What to produce: Copy out the entries below, swapping each "drop a point" for "place a marker" and leaving everything else as it is. Omit the pictures from your copy.

Stored records
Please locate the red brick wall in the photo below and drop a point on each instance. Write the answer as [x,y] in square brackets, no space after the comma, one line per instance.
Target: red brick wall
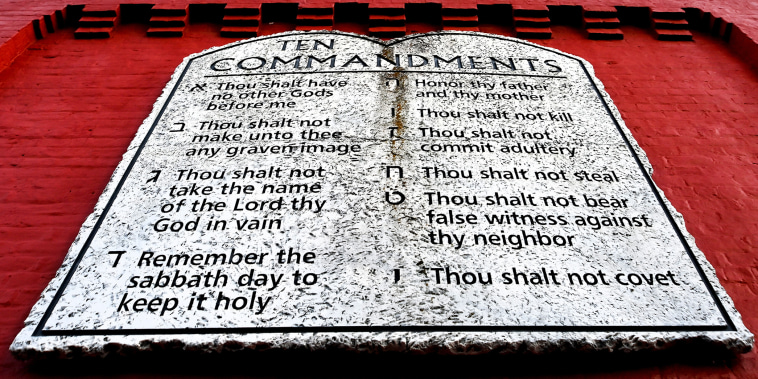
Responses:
[70,107]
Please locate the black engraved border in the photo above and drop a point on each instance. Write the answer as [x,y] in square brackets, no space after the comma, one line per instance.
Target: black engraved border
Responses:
[41,332]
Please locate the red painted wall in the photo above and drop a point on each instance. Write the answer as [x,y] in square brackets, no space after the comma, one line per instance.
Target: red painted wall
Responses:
[70,107]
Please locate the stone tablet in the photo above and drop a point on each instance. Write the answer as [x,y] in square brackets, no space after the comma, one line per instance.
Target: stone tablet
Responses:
[446,192]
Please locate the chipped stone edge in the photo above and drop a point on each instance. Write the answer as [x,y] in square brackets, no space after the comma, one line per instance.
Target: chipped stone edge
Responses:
[27,347]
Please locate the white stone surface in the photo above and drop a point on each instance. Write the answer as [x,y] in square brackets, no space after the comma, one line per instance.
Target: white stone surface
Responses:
[373,274]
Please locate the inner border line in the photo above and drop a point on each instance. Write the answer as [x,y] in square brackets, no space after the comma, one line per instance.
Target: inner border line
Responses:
[39,330]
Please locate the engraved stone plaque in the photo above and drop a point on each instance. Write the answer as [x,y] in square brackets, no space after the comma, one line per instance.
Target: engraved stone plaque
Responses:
[454,192]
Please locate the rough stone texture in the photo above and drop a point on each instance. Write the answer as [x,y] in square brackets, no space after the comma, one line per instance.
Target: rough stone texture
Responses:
[359,239]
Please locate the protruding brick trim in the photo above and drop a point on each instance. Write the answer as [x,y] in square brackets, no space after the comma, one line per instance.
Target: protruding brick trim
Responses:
[532,22]
[670,24]
[167,21]
[386,22]
[241,21]
[460,19]
[315,18]
[97,22]
[602,23]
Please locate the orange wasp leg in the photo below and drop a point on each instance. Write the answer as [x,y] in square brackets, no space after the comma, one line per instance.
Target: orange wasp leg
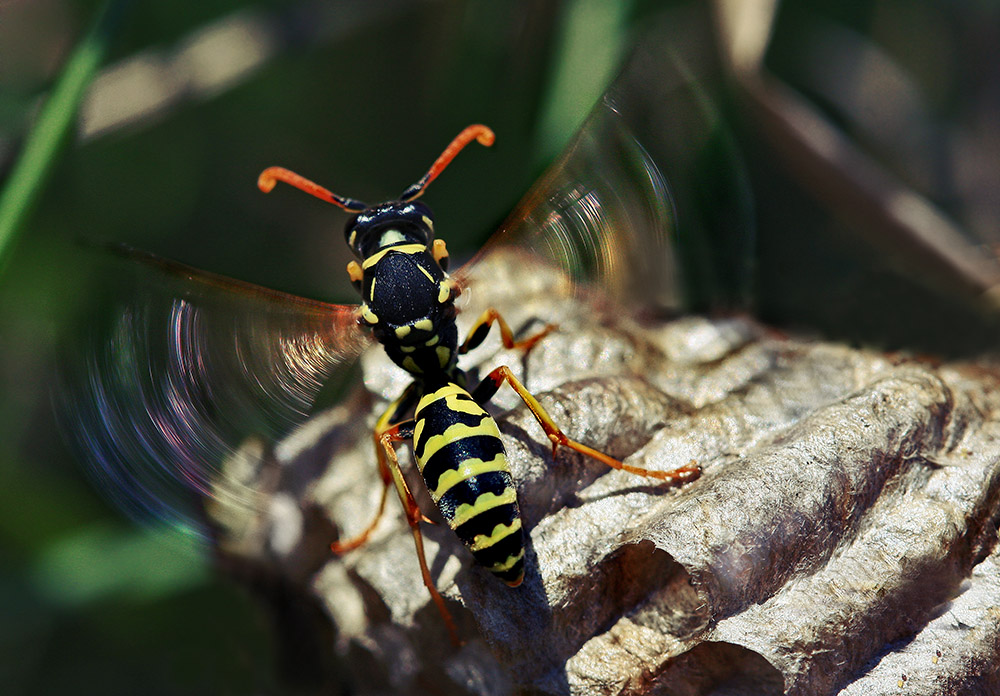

Correct response:
Please locate the red brick wall in the photo below and place a marker on each instance. Write the answer as [x,y] in square brackets, no space after the comma, one line per instance.
Target: red brick wall
Responses:
[70,107]
Please locate the black engraved border in the photo above and place a marker on each instance. Write the answer as [x,y] in square brackets, no space after the comma, one line per instance.
Target: black engraved border
Responses:
[41,332]
Please locate the red painted wall in the photo above and place a marker on each instance. Write the answer as [x,y] in square brackets, no space after the comma, one line per instance.
Target: red painted wall
Responses:
[70,107]
Please locate the stone tablet in the photo above and place a marker on each instance. Write the answer as [x,y] in square brackets, no space after the comma, one line per instance.
Target: stone tablet
Responses:
[446,192]
Please locate the chipped stone edge in the photo above and place a marker on each instance. Write the answer as [x,y] in square brackets, no space after the comma, one line per instance.
Target: chipped stone edge
Responses:
[27,347]
Please locate the white stone surface in the photo above and place a marker on each instance. Write the answer as [x,y] in square brackets, no space after the comma, one line per instance.
Target: white stone surface
Responses:
[373,274]
Please locate the inner border line in the photo above and place a marker on each instance. Write the answer as [x,y] in square brackets, no space after the comma, one line per instance.
Target: inner border line
Responses:
[39,330]
Please locate the engraved stone plaque in the photo above and place a marker on each instance. Write the answer as [x,y] in square brackets, no space after the comma, one line per instance.
Target: engraved stone plaque
Responses:
[454,192]
Please locate the rough stone texture in the photo above and place a marker on each instance. Write the answer as [x,y] in square brackets, no space after the comma, one line per instance.
Target: rough stone texture
Responses:
[359,239]
Please locate the protruding brick trim in the photo above and place a marker on each instance. Write the answer as [x,y] in square brackets, no space after the comma, one line per instance.
Target: protruding brick trim
Responses:
[532,22]
[670,24]
[167,21]
[386,22]
[241,21]
[460,19]
[315,18]
[97,22]
[602,23]
Please locate the orange wasp leg in the photo below and place a marker on each instance. Write the answer as [x,y] in square brackets, no space after the comma, one line per instance.
Target: orange wasp leg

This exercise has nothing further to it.